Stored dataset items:
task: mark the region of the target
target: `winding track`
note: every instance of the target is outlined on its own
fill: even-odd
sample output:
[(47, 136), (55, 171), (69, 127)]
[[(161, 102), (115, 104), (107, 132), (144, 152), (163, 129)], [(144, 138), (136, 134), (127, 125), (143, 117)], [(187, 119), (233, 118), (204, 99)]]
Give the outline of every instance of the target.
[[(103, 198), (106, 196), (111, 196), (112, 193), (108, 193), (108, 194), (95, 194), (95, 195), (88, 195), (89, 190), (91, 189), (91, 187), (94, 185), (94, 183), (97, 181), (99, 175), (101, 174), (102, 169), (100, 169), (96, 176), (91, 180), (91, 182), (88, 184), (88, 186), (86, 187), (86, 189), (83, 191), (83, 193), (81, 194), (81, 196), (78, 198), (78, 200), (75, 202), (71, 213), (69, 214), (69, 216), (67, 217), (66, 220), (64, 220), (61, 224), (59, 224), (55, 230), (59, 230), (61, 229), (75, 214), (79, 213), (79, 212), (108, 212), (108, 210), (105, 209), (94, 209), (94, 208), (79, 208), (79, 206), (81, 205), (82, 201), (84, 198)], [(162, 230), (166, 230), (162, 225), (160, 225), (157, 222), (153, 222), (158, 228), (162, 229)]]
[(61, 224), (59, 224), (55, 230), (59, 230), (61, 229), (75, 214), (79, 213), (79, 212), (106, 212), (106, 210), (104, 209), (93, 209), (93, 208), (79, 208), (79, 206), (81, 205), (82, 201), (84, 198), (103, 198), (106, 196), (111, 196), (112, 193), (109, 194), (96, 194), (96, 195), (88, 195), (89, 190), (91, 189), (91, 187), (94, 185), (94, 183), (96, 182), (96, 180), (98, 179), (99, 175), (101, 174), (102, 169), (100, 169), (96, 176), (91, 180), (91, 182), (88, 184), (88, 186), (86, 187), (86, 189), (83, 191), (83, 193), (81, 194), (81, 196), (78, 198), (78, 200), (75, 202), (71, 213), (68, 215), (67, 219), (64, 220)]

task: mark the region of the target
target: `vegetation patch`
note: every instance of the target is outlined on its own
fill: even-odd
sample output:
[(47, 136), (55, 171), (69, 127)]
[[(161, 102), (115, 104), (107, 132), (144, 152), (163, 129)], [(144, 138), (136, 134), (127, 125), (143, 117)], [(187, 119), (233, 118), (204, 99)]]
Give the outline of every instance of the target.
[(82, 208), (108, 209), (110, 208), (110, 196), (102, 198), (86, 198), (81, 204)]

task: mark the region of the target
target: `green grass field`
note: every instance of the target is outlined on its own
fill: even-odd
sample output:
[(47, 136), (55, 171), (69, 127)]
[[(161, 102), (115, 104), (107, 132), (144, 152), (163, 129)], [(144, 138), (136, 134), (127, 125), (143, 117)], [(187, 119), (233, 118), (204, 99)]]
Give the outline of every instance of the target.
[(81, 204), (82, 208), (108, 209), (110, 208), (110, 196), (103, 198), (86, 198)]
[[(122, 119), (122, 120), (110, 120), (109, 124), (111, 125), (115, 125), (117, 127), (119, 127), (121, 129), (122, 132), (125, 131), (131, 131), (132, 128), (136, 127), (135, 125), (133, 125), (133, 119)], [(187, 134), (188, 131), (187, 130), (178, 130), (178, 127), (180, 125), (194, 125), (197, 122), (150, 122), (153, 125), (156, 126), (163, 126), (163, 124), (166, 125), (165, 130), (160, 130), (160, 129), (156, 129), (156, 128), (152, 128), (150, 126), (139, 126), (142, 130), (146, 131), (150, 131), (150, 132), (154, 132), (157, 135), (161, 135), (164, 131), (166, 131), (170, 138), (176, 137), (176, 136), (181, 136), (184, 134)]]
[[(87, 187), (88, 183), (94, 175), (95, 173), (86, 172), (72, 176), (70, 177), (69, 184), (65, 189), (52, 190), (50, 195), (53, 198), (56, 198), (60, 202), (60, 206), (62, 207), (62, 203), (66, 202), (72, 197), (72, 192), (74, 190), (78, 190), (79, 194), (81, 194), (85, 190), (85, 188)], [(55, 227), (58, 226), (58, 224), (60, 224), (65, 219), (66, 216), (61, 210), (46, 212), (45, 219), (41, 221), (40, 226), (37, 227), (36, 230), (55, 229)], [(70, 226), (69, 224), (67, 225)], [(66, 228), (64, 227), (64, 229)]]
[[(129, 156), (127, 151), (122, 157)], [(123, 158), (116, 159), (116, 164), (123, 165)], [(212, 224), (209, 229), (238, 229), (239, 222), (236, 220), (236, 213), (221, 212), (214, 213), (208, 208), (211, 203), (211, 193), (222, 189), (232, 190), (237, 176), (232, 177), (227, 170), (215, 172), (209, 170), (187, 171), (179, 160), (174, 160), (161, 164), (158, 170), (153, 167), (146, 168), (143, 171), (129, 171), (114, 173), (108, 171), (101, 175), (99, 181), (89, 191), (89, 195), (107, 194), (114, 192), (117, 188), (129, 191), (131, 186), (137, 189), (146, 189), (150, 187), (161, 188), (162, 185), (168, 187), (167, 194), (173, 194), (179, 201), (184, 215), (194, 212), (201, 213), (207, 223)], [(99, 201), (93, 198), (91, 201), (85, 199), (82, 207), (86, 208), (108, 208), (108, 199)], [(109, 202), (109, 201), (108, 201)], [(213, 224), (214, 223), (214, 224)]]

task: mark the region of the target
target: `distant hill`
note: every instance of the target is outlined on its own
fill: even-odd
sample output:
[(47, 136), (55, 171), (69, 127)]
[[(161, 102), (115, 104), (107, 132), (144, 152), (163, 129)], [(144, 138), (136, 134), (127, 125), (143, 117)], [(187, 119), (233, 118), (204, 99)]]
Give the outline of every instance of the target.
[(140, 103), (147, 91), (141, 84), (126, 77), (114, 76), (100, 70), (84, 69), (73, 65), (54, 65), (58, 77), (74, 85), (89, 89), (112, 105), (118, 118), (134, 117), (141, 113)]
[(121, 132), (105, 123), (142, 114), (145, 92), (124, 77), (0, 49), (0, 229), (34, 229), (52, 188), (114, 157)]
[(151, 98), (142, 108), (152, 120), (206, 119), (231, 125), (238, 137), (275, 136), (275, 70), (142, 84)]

==

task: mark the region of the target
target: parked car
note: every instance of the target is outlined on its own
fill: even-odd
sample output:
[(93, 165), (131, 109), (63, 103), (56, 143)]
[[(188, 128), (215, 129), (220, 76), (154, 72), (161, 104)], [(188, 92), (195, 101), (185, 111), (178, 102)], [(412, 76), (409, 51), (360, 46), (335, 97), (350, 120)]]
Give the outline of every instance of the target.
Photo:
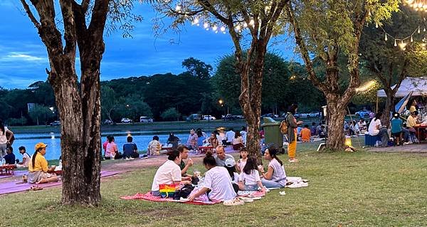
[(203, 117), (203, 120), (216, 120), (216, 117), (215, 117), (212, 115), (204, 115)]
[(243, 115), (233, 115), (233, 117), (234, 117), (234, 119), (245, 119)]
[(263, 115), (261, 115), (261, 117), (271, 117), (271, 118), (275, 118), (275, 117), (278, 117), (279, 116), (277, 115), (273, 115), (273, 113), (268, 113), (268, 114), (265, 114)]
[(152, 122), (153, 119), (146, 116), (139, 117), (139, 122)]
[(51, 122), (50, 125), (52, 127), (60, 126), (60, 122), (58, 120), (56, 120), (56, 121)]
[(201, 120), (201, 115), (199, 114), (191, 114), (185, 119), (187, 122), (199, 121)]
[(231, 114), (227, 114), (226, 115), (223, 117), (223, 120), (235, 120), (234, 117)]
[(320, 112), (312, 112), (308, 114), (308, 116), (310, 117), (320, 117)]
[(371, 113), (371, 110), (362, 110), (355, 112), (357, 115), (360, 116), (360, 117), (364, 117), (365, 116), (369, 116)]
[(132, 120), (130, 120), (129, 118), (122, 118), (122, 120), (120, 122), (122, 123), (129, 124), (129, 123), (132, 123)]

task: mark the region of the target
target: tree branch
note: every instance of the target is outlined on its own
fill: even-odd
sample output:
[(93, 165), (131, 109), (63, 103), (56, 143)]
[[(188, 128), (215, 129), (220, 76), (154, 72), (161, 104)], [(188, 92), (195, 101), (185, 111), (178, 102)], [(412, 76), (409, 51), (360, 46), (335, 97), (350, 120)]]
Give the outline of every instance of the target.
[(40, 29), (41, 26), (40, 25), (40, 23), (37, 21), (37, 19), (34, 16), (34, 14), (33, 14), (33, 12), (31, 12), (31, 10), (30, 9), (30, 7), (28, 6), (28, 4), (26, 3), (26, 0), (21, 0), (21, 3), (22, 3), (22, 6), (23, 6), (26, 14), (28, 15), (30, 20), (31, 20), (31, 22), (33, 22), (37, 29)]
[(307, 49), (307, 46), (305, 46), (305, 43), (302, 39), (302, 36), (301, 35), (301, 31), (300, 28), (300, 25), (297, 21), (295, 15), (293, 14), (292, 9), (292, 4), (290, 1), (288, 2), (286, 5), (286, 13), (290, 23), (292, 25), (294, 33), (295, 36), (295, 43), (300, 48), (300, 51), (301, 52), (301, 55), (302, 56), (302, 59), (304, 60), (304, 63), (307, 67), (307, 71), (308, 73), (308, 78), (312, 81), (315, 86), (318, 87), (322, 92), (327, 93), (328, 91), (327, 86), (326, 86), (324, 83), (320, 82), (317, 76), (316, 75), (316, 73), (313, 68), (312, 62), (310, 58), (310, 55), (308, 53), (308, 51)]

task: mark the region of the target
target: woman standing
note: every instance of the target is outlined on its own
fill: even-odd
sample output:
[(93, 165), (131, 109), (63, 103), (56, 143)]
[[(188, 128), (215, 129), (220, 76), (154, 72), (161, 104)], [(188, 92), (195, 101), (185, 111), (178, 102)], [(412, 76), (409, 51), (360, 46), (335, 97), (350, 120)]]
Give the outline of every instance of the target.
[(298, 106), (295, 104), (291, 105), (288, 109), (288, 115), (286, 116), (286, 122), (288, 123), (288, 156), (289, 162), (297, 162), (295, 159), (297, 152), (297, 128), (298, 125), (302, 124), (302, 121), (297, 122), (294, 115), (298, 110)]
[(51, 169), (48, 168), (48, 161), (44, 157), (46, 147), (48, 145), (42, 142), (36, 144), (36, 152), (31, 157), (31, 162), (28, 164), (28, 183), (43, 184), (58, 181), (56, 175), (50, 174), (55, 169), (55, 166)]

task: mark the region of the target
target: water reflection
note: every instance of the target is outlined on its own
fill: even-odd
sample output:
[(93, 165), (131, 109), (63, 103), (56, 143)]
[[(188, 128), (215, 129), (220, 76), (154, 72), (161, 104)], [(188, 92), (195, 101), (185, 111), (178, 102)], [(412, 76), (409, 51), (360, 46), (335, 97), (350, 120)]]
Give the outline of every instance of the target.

==

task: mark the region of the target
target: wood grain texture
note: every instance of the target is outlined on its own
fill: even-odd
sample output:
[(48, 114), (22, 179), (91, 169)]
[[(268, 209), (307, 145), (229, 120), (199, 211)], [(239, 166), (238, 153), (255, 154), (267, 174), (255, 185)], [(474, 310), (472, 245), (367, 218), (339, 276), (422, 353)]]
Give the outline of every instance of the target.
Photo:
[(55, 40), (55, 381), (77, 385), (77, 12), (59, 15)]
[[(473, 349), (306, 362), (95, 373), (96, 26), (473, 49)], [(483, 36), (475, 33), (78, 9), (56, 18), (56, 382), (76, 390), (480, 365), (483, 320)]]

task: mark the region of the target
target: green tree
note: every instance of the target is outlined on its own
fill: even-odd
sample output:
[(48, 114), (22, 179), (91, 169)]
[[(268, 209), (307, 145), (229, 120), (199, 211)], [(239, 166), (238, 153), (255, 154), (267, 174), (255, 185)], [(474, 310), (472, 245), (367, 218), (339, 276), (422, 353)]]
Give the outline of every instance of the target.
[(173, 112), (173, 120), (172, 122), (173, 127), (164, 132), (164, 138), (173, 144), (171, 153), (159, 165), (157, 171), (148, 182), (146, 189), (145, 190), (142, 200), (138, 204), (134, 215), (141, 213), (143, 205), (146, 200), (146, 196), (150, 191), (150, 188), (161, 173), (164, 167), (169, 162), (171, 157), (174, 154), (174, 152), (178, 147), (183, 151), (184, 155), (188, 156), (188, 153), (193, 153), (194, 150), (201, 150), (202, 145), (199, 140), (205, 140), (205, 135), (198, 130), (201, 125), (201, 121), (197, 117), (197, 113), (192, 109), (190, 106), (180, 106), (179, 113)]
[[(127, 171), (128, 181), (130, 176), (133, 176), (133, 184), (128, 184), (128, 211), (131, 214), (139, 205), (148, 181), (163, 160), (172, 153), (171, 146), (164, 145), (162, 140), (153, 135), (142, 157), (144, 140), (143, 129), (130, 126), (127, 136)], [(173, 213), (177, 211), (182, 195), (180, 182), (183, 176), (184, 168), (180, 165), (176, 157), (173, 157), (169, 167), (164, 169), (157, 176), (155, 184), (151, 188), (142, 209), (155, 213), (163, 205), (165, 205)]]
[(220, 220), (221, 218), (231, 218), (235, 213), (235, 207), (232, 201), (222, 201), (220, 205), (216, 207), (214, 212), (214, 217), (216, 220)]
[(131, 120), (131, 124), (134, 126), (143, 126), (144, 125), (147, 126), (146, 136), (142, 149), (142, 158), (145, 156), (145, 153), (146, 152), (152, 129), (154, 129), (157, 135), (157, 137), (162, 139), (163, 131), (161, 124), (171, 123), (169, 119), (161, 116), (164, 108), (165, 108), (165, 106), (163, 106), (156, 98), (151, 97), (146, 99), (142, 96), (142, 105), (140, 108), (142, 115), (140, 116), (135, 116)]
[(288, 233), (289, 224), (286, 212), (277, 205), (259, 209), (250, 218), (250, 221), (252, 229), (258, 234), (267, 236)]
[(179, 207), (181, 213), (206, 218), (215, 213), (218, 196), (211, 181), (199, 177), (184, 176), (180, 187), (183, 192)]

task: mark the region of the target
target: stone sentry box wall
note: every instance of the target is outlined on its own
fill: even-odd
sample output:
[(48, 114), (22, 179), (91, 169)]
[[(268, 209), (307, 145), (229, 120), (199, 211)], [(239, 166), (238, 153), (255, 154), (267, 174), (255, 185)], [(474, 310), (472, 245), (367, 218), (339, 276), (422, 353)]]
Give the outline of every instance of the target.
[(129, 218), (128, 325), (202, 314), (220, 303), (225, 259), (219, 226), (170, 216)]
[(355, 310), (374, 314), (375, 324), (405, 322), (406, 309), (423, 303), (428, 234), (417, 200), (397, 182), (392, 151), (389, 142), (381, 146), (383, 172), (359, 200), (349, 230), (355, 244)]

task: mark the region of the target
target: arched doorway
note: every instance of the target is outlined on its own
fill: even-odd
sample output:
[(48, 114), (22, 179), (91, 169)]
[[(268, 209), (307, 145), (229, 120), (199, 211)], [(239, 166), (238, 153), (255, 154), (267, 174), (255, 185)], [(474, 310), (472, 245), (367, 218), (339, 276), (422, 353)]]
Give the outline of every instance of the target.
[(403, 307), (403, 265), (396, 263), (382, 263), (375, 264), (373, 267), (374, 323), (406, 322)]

* WRITTEN PROBLEM
Locate every line above that contains the word "green" and copy each one out.

* THE COMPLETED TASK
target: `green grass field`
target: green tree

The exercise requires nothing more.